*Work to complete:* Please recast all the items below as a numbered list, with blank lines and the pictures left out.

Begin

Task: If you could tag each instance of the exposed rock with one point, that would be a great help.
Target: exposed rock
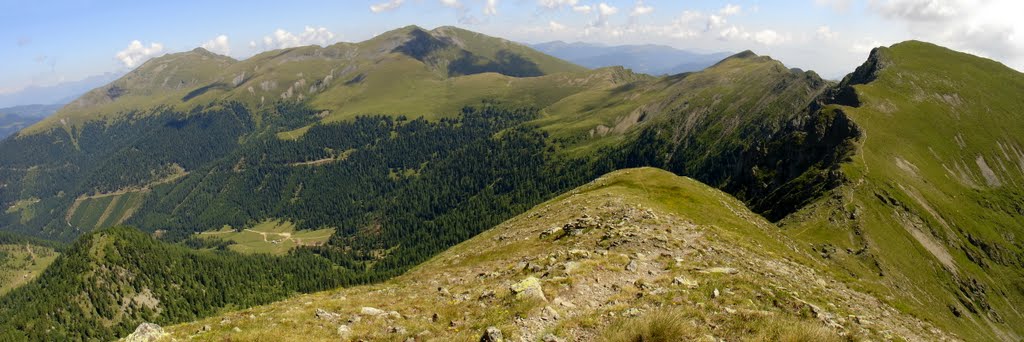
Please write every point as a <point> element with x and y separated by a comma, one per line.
<point>493,334</point>
<point>550,313</point>
<point>632,266</point>
<point>146,332</point>
<point>367,310</point>
<point>720,270</point>
<point>327,315</point>
<point>684,282</point>
<point>555,231</point>
<point>552,338</point>
<point>528,288</point>
<point>344,332</point>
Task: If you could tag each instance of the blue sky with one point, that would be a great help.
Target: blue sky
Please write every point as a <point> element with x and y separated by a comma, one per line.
<point>48,42</point>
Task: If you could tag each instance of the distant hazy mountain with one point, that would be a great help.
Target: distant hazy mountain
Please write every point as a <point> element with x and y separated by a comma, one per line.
<point>15,118</point>
<point>57,93</point>
<point>651,59</point>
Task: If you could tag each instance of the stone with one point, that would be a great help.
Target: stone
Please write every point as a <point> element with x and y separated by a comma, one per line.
<point>552,231</point>
<point>680,281</point>
<point>493,334</point>
<point>327,315</point>
<point>563,303</point>
<point>720,270</point>
<point>146,332</point>
<point>344,332</point>
<point>552,338</point>
<point>549,312</point>
<point>529,288</point>
<point>367,310</point>
<point>632,266</point>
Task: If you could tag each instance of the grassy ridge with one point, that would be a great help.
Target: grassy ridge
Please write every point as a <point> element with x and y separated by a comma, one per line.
<point>933,210</point>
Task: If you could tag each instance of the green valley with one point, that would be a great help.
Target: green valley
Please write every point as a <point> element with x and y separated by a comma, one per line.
<point>442,175</point>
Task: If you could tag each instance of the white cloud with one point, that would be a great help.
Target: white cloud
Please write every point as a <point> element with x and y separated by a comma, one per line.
<point>556,27</point>
<point>386,6</point>
<point>284,39</point>
<point>136,53</point>
<point>730,9</point>
<point>218,45</point>
<point>840,5</point>
<point>825,33</point>
<point>925,10</point>
<point>640,9</point>
<point>769,37</point>
<point>491,7</point>
<point>606,9</point>
<point>553,4</point>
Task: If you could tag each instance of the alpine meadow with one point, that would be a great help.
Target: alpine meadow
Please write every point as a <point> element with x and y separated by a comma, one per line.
<point>644,183</point>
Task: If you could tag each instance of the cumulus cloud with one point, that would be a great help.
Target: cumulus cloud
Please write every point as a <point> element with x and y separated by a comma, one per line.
<point>825,33</point>
<point>136,53</point>
<point>386,6</point>
<point>554,4</point>
<point>730,9</point>
<point>586,9</point>
<point>556,27</point>
<point>924,10</point>
<point>840,5</point>
<point>640,9</point>
<point>283,39</point>
<point>491,7</point>
<point>218,45</point>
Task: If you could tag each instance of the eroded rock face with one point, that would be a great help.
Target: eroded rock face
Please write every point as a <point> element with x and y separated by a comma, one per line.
<point>528,288</point>
<point>493,334</point>
<point>146,332</point>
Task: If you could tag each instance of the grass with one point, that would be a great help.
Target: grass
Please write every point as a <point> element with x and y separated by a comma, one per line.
<point>695,222</point>
<point>22,263</point>
<point>104,210</point>
<point>929,117</point>
<point>272,237</point>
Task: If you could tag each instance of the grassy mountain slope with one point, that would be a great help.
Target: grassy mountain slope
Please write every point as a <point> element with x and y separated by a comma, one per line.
<point>932,216</point>
<point>421,67</point>
<point>112,280</point>
<point>651,252</point>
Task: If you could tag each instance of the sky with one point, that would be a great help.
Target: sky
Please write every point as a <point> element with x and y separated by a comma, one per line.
<point>44,43</point>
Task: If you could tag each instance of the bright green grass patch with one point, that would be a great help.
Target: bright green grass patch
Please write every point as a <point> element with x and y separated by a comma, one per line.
<point>22,263</point>
<point>272,237</point>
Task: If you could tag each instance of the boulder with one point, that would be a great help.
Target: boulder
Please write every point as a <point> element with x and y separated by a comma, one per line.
<point>146,332</point>
<point>344,332</point>
<point>327,315</point>
<point>552,338</point>
<point>367,310</point>
<point>493,334</point>
<point>528,288</point>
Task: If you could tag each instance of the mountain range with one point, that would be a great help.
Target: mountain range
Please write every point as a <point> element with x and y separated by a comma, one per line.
<point>650,59</point>
<point>444,184</point>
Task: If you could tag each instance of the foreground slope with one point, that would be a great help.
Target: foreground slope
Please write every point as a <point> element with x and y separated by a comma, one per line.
<point>634,250</point>
<point>932,216</point>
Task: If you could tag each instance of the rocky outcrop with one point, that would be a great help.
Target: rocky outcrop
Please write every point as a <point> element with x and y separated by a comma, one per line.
<point>146,332</point>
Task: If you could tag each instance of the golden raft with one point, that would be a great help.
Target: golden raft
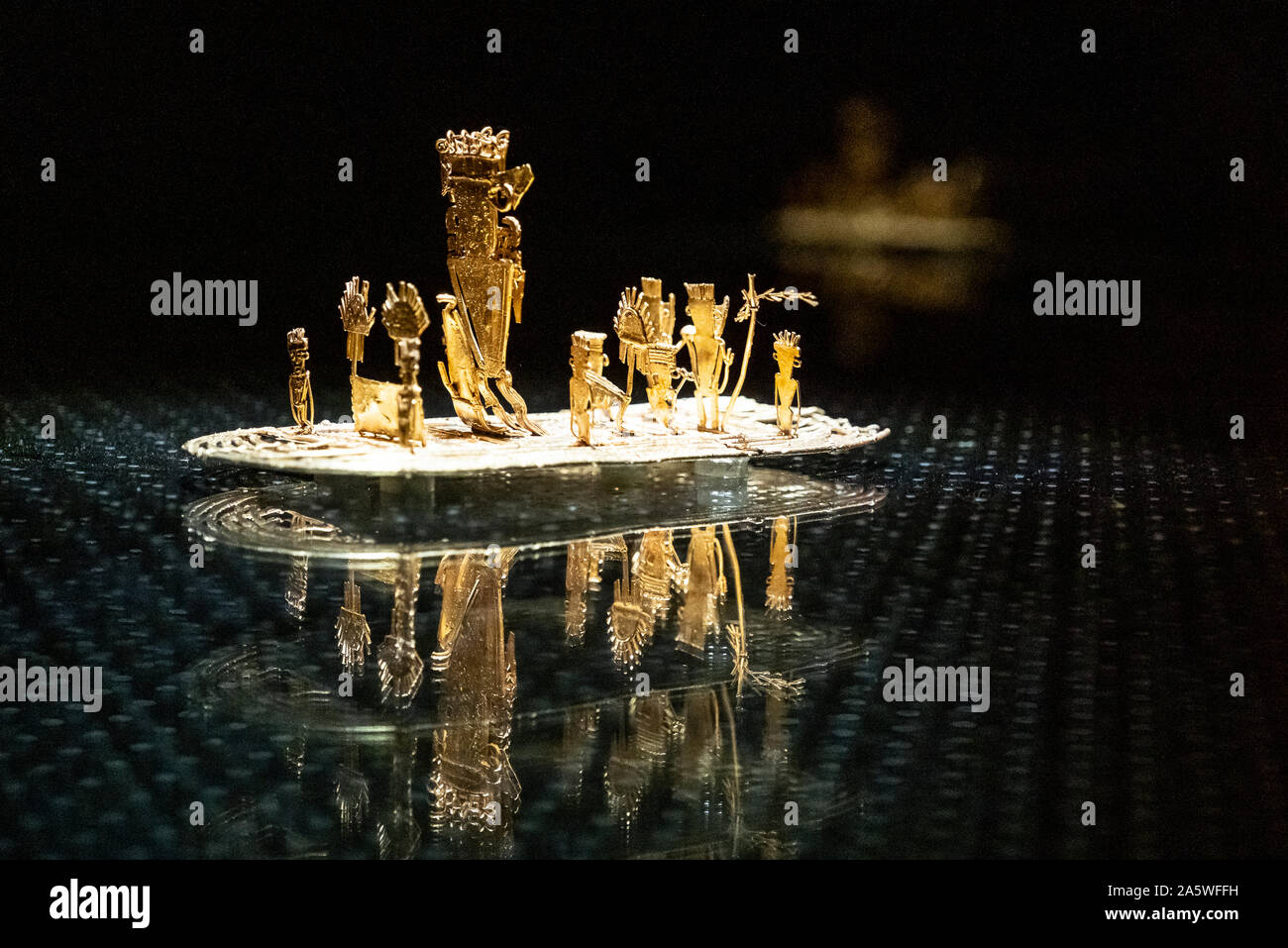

End

*Exercise output:*
1. Task: If you could tag each instance of the exposed rock with one point, that would be a great help.
2. Target: exposed rock
3. Please write every point as a <point> element with x and y separated by a comma, one per line.
4. <point>493,334</point>
5. <point>550,313</point>
6. <point>632,266</point>
7. <point>146,332</point>
8. <point>367,310</point>
9. <point>720,270</point>
10. <point>327,315</point>
11. <point>684,282</point>
12. <point>555,231</point>
13. <point>552,338</point>
14. <point>528,288</point>
15. <point>344,332</point>
16. Task: If you could tag each instance of the blue sky with one point, that would be a great help.
17. Target: blue sky
18. Please write every point as a <point> element with x and y separated by a comma, one per line.
19. <point>48,42</point>
20. Task: If you could tag each instance of the distant hazy mountain with one point, that would be a great help.
21. Target: distant hazy mountain
22. Please write every point as a <point> element with x and y separated by a comma, one per line.
23. <point>15,118</point>
24. <point>57,93</point>
25. <point>651,59</point>
26. Task: If you could tag each instance of the stone with one point, that would be a great help.
27. Target: stone
28. Please write every point as a <point> element with x and y separated by a comma, one per line.
29. <point>552,231</point>
30. <point>680,281</point>
31. <point>493,334</point>
32. <point>327,315</point>
33. <point>563,303</point>
34. <point>720,270</point>
35. <point>146,332</point>
36. <point>344,332</point>
37. <point>552,338</point>
38. <point>549,312</point>
39. <point>529,288</point>
40. <point>367,310</point>
41. <point>632,266</point>
42. Task: If you could tag each instance of the grassy ridge with one point, that would be a great help.
43. Target: grassy ridge
44. Please write every point as a <point> element with x and y separated by a comma, one per line.
45. <point>933,210</point>
46. Task: If you could tag each instance of the green valley with one point, that would be a great help.
47. Target: green valley
48. Please write every point as a <point> element with x and y separated by a comma, one per line.
49. <point>442,175</point>
50. Task: If you could tag each instance of the white cloud with one point, that would be a great help.
51. Target: white cloud
52. Please write every point as a <point> element with x and y separated by a comma, one per line.
53. <point>556,27</point>
54. <point>386,6</point>
55. <point>284,39</point>
56. <point>136,53</point>
57. <point>730,9</point>
58. <point>218,45</point>
59. <point>840,5</point>
60. <point>825,33</point>
61. <point>925,10</point>
62. <point>640,9</point>
63. <point>769,37</point>
64. <point>491,7</point>
65. <point>606,9</point>
66. <point>553,4</point>
67. Task: If you could tag each instance of the alpine meadow with one point, that would be a great help.
68. Target: alpine meadow
69. Please write every point as a <point> element with x and y separated by a comma, one per line.
70. <point>644,183</point>
71. Task: If you could tag each instance of the cumulus cloud with one point, that would be a great help.
72. Target: cumulus cloud
73. Please write every point as a <point> element with x and y separated by a comma, one per line.
74. <point>825,33</point>
75. <point>136,53</point>
76. <point>386,6</point>
77. <point>554,4</point>
78. <point>730,9</point>
79. <point>586,9</point>
80. <point>556,27</point>
81. <point>924,10</point>
82. <point>840,5</point>
83. <point>640,9</point>
84. <point>283,39</point>
85. <point>491,7</point>
86. <point>218,45</point>
87. Task: If you could tag each instance of the eroded rock face with one point, that would be a great help.
88. Target: eroded rock face
89. Please write every point as a <point> element with x and y separated by a comma, one per line.
90. <point>528,288</point>
91. <point>493,334</point>
92. <point>146,332</point>
93. Task: If you could tag each instance of the grass with one point, that would be a great help.
94. Target: grass
95. Please write every point as a <point> element with x and y separated by a comma, one per line.
96. <point>695,222</point>
97. <point>22,263</point>
98. <point>104,210</point>
99. <point>929,117</point>
100. <point>272,237</point>
101. Task: If you could tag each instance of the grassy mountain slope with one point, that would be a great help.
102. Target: grassy mountain slope
103. Please write every point as a <point> element with x and y separated by a comma, one per line.
104. <point>932,216</point>
105. <point>421,67</point>
106. <point>112,280</point>
107. <point>651,252</point>
108. Task: If you could tag each instance of the sky with one point, that would be a great help.
109. Target: sky
110. Please write every point as a <point> element with x and y separated by a comma, one per line.
111. <point>44,43</point>
112. Task: If you could tag each instance of the bright green grass patch with one point, that would be a great help.
113. Target: bright green grass patch
114. Please write every point as a <point> element with x and y separated by a comma, one per line.
115. <point>22,263</point>
116. <point>272,237</point>
117. Task: If you could tag each instance of the boulder with one point, that would be a great help.
118. Target: boulder
119. Please write every point as a <point> element with x and y separated by a comma, one per line.
120. <point>146,332</point>
121. <point>344,332</point>
122. <point>327,315</point>
123. <point>552,338</point>
124. <point>367,310</point>
125. <point>493,334</point>
126. <point>528,288</point>
127. Task: If you could tag each instance of the mountain range with one point, that would be a great help.
128. Target: mountain range
129. Please write every point as a <point> element with x and y separated by a comma, one per line.
130. <point>650,59</point>
131. <point>444,184</point>
132. Task: If you could tag each instance of the foreground slope with one point, that would be a great help.
133. Target: foreground slope
134. Please write every point as a <point> element with x and y separated by a comma, one per line.
135. <point>634,250</point>
136. <point>932,216</point>
137. Task: If you could tag each instance of the rocky outcrop with one point, that would be a great help.
138. Target: rocky outcrop
139. Please write every point as a <point> element with x and y separated by a comma, one per line.
140. <point>146,332</point>
141. Task: If you could tag each instance of the golden raft with one point, that would be a great help.
142. Target: golden raft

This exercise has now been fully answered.